### TASK OBJECTIVE
Can you rewrite the stretch of the Databricks post from "Databricks is an" through "of their features.", changing "customers" to "clients"?

### PROVIDED TEXT

----------

- Posted by redglue
- On May 4, 2019
- 0 Comments
- big data, databricks, open source
We work with Databricks, a lot, so the recent news from the Spark creators are for us a great step in the right direction.
Databricks is an analytics cloud platform only. It is not available on-premises and some of their great features were not opensource. While this is ok for some customers, for other customers it is difficult to stay locked-in to some of their features.
Recently Databricks announced that at Spark AI Summit that Databricks Delta Lake project goes opensource. This is major news for all (like us) support the opensource community.
Some of the issues solved by Databricks Delta are:
- ACID transactions
- Data versioning and time travel
- Ability to write batch and streaming directly
- Support for DML (Update, Delete, Merge)
- Schema validation and management
For those Data Architects reading this this is major news, because only they know how difficult is to build a Datalake with decent reliability and performance.
Eventually Databricks Delta will receive some “pull requests” from data community and some other vendors (looking at you, Cloudera) start to integrate in the Hadoop distributions.
In other news from Spark AI Summit, Databricks announced the project Koalas, it is basically porting Pandas Dataframe APIs on top of Spark, so you can deploy your already “one-computer” code to a distributed computing platform like Spark.
Happy hacking and coding!

----------

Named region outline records
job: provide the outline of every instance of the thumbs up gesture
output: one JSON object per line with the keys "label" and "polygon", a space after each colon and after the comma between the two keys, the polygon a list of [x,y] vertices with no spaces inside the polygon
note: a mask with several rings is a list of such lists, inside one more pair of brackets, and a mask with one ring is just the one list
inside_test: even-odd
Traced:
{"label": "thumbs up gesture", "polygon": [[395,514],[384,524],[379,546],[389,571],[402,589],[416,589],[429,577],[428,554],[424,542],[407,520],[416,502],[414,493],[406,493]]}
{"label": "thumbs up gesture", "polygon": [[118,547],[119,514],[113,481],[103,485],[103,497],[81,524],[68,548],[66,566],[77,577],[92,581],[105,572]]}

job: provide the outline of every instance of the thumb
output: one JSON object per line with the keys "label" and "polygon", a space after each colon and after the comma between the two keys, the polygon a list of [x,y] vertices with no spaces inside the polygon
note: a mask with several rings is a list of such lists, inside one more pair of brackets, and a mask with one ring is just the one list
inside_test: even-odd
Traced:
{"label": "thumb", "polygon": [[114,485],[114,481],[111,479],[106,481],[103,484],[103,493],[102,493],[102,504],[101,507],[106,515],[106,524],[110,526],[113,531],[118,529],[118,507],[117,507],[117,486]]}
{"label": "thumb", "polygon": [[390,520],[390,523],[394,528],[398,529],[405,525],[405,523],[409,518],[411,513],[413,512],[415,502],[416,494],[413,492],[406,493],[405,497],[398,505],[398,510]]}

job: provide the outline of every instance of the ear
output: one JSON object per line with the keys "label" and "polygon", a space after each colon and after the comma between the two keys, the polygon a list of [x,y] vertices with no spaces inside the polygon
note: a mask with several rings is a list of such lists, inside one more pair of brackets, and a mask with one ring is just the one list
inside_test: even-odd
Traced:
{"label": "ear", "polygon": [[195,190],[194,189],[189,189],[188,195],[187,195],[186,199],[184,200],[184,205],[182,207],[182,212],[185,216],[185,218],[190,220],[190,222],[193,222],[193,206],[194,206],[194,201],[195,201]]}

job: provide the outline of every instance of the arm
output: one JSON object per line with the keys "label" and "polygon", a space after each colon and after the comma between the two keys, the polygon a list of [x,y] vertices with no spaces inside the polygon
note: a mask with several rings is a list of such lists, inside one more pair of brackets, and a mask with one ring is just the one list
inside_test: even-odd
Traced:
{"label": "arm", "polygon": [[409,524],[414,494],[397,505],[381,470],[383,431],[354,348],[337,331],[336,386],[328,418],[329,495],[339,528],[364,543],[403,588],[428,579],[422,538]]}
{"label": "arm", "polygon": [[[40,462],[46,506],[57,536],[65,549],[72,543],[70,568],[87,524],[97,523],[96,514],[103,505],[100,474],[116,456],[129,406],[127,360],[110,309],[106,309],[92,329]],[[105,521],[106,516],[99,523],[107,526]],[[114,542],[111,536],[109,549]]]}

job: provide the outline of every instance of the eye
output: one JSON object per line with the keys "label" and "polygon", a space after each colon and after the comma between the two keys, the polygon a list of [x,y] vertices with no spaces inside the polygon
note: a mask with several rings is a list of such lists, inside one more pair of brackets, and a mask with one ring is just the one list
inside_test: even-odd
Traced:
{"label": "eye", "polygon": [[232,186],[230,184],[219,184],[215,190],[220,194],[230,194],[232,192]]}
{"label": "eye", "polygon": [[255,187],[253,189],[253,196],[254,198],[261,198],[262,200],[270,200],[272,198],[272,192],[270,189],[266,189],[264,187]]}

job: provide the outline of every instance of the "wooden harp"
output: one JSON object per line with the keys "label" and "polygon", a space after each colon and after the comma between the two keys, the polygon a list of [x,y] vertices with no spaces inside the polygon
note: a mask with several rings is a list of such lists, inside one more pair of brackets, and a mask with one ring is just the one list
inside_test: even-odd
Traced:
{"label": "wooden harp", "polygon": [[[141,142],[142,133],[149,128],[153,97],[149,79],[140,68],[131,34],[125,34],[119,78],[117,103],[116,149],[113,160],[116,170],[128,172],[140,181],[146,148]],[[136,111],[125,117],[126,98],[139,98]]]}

----------

### REPLY
Databricks is an analytics cloud platform only. It is not available on-premises and some of their great features were not opensource. While this is ok for some clients, for other clients it is difficult to stay locked-in to some of their features.